**WHAT YOU ARE ASKED TO DO:** Please repeat the rows word for word, from the line containing "the tree branch" up to and including the last line of the rows.

**RECORDS FOR THIS TASK:**
——————————

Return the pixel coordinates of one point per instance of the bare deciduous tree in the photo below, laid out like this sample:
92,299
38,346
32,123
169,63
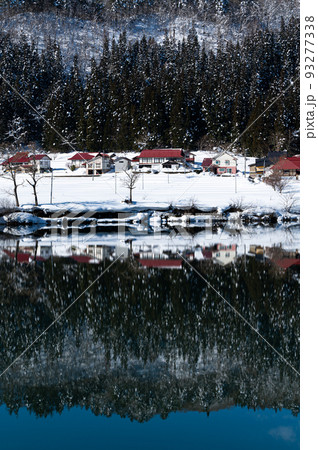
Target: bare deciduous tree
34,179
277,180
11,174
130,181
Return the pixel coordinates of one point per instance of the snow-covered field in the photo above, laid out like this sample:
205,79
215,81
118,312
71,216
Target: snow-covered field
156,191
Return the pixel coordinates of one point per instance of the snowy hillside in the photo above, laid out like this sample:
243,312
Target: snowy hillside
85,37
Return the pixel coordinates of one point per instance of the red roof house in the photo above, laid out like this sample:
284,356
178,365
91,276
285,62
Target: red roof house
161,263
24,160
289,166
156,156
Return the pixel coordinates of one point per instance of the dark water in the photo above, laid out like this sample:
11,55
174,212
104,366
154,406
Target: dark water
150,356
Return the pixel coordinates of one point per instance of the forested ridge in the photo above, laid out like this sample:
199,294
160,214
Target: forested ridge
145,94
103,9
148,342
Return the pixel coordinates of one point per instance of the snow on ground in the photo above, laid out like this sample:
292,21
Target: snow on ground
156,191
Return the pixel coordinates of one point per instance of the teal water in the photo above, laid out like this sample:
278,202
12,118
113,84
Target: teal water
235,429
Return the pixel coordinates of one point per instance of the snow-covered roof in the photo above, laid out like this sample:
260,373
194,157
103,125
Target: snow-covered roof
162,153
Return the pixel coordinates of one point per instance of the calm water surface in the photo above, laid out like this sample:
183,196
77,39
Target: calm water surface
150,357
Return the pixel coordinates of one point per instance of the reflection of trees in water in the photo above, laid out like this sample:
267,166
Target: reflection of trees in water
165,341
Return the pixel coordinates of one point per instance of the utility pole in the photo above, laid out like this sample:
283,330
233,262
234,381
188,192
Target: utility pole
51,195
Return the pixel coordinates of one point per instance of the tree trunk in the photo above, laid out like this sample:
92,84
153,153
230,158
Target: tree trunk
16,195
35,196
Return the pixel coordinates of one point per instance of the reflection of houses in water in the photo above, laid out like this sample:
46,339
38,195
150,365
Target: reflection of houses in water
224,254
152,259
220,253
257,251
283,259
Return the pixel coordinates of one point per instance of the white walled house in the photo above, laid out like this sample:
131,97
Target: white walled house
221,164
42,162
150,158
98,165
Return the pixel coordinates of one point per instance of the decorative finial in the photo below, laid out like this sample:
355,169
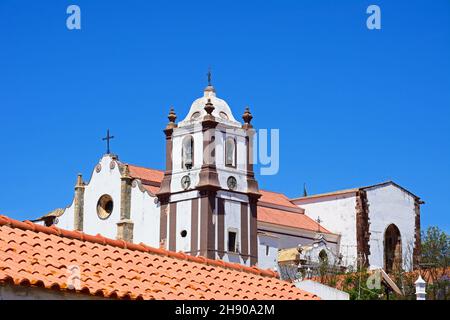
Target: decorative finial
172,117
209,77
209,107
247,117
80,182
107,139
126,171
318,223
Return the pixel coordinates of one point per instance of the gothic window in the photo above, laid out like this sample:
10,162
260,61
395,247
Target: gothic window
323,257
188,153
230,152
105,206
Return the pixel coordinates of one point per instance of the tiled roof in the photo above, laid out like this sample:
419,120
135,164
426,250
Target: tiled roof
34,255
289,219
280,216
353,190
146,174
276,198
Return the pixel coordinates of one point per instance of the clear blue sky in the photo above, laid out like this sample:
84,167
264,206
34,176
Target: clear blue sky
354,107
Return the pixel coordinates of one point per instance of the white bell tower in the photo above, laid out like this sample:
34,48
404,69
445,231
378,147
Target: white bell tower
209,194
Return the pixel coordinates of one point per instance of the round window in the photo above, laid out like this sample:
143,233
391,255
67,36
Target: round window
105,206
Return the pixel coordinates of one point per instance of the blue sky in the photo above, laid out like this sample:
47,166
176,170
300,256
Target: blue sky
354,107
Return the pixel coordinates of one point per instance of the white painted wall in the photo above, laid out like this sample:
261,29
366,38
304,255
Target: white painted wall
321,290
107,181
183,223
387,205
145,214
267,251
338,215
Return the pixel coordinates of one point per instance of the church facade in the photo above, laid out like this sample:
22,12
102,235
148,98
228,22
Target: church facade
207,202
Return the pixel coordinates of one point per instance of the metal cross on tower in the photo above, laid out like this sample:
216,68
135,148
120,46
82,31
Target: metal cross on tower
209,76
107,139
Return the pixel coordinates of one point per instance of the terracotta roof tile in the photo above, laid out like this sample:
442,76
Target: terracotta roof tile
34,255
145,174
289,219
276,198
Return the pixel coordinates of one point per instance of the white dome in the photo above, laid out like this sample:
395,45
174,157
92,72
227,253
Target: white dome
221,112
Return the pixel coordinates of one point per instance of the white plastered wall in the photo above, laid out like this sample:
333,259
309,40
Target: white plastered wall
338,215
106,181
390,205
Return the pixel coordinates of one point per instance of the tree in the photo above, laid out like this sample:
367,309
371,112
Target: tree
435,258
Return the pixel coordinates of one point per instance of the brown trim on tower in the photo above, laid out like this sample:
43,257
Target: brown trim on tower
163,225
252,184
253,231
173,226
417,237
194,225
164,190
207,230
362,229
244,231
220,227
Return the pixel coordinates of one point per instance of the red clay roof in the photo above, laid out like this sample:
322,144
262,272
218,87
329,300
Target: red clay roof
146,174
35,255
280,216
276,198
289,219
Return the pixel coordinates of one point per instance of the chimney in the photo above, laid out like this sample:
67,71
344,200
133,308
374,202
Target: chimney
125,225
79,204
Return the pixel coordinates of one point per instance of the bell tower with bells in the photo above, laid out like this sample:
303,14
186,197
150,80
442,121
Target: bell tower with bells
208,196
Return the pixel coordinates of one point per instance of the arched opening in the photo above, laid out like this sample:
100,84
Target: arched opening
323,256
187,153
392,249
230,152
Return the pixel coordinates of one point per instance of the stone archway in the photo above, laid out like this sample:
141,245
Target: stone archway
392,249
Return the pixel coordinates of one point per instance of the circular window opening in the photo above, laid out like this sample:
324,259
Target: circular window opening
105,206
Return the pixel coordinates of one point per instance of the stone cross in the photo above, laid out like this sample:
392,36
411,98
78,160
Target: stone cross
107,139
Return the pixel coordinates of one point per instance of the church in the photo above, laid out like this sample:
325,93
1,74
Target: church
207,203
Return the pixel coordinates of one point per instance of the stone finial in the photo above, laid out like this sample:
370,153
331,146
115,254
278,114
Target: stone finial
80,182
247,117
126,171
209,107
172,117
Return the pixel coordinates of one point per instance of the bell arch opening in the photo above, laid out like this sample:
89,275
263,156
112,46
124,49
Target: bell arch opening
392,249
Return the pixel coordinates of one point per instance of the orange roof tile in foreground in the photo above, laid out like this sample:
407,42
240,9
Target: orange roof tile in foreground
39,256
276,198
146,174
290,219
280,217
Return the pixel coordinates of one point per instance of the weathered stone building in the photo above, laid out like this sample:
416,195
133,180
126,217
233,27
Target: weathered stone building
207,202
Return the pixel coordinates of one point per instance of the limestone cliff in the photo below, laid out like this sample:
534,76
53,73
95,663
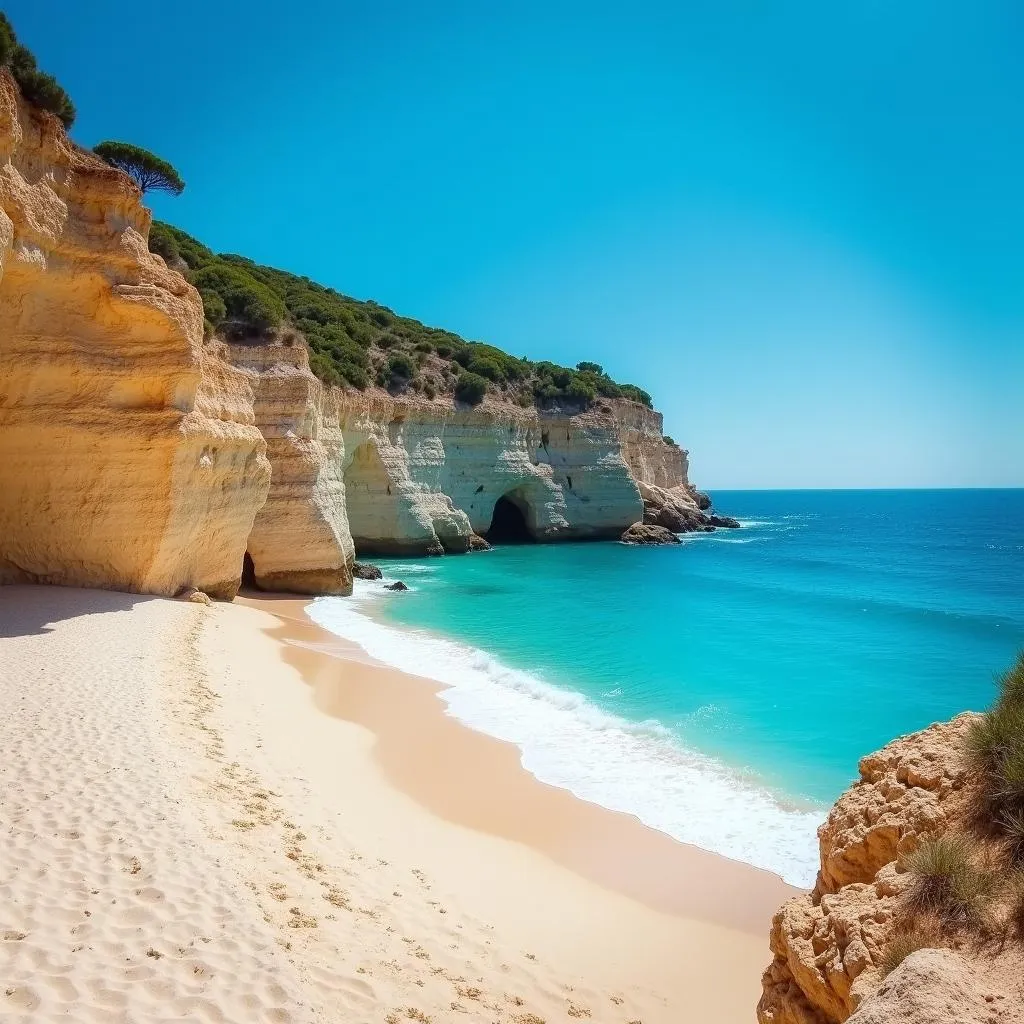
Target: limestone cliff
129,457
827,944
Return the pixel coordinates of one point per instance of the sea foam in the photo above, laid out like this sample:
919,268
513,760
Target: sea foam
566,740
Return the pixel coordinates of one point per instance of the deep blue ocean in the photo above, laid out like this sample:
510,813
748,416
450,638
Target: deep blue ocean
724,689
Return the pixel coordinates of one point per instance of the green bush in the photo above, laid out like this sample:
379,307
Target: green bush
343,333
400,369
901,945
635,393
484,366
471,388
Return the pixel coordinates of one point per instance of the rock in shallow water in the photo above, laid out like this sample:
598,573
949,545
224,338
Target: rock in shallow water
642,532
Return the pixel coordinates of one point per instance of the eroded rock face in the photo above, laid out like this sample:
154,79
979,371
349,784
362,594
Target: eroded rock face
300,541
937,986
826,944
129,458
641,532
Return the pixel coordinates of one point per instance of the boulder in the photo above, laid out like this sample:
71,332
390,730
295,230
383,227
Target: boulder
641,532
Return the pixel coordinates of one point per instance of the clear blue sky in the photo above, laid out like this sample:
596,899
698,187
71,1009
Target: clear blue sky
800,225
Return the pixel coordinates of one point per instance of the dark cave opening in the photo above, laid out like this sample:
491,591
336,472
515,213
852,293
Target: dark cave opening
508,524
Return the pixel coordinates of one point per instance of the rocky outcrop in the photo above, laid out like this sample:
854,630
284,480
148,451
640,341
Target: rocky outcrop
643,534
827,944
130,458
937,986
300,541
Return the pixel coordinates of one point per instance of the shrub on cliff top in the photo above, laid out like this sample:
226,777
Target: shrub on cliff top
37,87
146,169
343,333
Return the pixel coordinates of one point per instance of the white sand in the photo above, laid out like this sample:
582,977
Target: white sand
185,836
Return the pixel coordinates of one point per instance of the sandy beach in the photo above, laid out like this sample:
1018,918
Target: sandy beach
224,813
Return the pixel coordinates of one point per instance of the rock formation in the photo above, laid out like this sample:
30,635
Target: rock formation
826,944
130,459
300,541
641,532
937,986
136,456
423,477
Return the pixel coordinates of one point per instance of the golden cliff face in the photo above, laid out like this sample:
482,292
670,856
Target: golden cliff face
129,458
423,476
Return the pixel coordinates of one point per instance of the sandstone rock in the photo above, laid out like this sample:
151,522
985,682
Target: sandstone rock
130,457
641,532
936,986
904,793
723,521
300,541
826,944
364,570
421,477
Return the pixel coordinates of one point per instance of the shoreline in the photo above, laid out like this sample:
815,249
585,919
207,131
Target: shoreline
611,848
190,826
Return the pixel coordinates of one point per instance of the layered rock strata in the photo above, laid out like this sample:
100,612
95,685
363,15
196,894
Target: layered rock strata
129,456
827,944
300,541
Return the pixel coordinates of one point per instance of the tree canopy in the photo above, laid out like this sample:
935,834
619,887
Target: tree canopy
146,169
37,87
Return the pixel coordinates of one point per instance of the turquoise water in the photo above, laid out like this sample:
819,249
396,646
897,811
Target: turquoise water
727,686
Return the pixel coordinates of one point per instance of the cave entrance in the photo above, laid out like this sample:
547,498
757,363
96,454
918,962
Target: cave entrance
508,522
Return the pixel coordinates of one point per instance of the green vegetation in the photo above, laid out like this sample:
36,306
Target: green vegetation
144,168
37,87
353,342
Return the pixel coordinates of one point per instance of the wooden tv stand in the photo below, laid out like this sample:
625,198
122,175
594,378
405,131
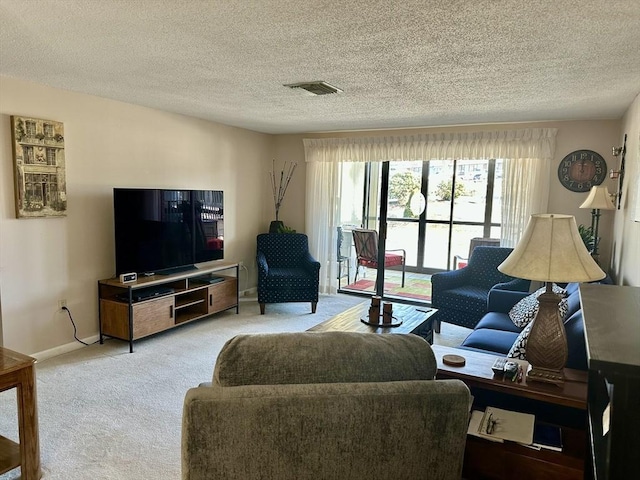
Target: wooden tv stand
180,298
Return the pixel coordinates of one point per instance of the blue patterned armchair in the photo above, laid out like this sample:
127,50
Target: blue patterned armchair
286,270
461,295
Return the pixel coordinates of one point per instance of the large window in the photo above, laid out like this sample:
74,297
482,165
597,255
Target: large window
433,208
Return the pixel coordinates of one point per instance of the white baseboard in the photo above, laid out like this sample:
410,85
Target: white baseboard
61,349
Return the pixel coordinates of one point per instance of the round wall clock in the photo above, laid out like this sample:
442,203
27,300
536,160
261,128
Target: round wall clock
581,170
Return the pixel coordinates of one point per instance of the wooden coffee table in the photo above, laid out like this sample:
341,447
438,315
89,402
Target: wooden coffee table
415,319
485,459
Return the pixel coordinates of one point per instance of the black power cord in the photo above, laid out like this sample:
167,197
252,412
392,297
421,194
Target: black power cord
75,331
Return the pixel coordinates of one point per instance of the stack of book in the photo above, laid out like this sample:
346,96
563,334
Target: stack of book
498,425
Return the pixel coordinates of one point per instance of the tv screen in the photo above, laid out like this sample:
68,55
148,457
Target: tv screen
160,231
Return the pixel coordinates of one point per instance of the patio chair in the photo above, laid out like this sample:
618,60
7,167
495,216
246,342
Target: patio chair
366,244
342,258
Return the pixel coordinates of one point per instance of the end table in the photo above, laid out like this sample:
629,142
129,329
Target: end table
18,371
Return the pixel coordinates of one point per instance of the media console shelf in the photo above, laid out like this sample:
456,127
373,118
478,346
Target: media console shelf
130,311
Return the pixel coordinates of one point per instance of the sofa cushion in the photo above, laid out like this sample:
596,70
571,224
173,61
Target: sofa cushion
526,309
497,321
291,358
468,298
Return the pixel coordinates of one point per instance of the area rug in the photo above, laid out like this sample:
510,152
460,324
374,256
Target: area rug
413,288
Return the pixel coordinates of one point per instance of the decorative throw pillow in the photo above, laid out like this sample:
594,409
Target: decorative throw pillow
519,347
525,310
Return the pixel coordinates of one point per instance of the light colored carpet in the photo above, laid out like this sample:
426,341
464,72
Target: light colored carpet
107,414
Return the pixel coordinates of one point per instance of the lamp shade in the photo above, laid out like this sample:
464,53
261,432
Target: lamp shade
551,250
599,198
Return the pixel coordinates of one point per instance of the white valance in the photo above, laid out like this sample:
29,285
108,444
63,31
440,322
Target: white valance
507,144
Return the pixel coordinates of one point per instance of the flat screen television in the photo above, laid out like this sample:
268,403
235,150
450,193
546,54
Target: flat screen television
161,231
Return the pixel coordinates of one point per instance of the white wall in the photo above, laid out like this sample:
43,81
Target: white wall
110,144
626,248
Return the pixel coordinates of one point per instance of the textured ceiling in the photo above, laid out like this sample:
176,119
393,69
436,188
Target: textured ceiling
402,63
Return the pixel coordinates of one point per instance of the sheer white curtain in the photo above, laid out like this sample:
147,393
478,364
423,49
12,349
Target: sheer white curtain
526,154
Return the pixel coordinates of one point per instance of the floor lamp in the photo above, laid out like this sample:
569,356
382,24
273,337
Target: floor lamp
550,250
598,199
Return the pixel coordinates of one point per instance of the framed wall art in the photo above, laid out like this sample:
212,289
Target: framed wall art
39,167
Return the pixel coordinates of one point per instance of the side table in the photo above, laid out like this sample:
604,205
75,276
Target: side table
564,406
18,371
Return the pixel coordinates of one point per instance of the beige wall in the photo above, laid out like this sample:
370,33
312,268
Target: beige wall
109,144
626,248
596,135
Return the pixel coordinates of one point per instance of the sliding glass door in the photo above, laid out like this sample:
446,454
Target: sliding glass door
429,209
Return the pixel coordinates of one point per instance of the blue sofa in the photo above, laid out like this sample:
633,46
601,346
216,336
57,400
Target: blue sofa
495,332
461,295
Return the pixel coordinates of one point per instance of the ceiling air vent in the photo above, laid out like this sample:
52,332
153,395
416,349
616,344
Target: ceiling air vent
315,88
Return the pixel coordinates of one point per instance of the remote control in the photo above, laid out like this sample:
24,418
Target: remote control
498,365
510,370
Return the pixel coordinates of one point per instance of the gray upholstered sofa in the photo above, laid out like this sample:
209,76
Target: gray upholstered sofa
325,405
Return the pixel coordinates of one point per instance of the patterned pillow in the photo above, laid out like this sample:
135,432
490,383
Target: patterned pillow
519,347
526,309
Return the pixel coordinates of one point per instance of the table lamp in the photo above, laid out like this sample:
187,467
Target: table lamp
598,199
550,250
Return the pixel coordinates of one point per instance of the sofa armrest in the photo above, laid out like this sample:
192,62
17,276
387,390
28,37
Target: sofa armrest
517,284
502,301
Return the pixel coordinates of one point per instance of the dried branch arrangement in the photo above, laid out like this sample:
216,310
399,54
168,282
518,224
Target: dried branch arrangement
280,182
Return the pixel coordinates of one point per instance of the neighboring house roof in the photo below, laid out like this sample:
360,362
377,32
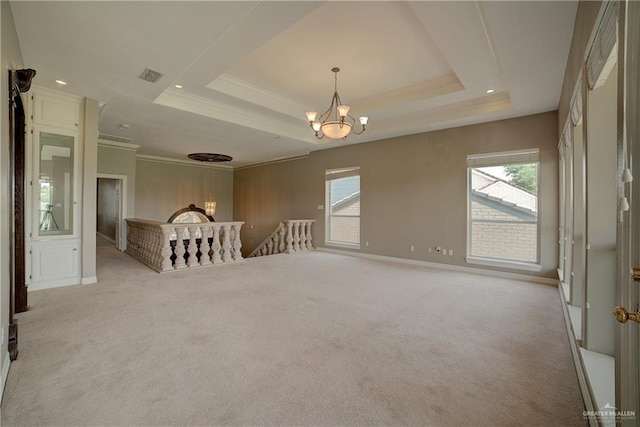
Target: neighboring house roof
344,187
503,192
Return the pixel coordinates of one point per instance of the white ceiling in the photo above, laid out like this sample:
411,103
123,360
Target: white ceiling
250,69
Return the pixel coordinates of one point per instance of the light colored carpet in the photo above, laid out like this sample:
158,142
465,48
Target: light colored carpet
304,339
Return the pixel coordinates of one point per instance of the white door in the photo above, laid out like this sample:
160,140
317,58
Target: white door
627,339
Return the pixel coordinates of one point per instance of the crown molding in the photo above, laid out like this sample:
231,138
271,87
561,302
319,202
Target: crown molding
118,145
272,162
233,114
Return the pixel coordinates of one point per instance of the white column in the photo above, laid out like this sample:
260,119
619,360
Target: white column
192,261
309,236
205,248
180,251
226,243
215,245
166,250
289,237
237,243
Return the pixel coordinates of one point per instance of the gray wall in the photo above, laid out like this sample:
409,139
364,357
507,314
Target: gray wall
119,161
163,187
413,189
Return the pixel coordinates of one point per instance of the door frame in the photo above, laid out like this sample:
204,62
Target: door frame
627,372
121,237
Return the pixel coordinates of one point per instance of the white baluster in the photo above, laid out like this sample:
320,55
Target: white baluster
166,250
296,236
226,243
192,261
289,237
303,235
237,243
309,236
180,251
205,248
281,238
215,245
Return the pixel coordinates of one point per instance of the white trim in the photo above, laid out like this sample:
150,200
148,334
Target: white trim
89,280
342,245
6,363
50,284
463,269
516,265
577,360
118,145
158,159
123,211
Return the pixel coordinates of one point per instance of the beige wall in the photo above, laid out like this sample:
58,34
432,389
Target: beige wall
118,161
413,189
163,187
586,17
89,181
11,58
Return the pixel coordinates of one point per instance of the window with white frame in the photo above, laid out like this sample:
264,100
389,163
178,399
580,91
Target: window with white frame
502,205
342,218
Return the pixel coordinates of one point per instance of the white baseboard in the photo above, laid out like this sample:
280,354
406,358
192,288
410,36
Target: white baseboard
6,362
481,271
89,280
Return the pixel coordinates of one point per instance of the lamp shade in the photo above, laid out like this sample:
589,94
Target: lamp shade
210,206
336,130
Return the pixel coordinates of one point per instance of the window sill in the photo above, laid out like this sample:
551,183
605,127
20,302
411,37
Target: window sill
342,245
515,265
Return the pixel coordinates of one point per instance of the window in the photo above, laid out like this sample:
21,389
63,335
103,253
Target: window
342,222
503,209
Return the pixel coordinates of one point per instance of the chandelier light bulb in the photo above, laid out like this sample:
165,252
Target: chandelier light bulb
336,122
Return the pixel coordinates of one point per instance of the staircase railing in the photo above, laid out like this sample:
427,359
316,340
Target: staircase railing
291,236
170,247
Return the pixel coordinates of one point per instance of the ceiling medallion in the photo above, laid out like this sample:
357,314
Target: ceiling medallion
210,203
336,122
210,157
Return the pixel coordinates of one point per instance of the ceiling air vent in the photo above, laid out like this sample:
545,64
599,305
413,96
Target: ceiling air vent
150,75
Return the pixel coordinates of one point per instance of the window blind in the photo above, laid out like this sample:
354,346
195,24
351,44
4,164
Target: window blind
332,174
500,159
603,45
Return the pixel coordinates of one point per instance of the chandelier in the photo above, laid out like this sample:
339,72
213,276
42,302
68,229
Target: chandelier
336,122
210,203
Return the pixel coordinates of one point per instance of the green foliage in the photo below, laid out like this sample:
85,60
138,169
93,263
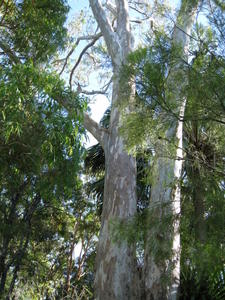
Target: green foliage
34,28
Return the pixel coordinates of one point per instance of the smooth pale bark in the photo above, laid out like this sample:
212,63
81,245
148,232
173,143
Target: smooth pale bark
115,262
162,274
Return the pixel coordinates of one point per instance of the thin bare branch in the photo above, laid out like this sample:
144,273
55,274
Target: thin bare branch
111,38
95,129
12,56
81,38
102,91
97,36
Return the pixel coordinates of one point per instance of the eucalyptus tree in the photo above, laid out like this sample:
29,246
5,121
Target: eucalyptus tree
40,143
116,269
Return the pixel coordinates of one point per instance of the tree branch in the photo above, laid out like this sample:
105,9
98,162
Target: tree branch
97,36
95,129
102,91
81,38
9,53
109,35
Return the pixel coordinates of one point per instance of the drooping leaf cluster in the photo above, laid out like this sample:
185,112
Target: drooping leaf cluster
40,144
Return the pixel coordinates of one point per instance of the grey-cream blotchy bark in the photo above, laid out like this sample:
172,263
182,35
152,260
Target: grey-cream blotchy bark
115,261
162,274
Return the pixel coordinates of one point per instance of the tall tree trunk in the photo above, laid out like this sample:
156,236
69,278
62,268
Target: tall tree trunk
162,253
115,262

——————————

**WRITTEN SOLUTION:**
Return the pixel coordinates of one point per instance of the tree branch in the photo above, laid out like this sample:
105,9
98,162
Target: tree branch
97,36
95,129
102,91
81,38
9,53
109,35
Return the pixel coordinates of one point per instance of the drooping leaf cluster in the photo above, laid out like this sample:
185,112
Target: drooping leaf cluster
40,144
Return the pixel coordinates of one point per instance of the grey-cream blotchy bark in the photo above, laid out like this sample:
172,263
182,35
152,260
Target: grey-cream blotchy bark
115,261
162,274
Return the pixel coordinates of one point per instance of the tall tree trunk in the photo above, laid out like this sample:
156,236
69,278
62,268
Target: tall tree trunk
162,253
115,262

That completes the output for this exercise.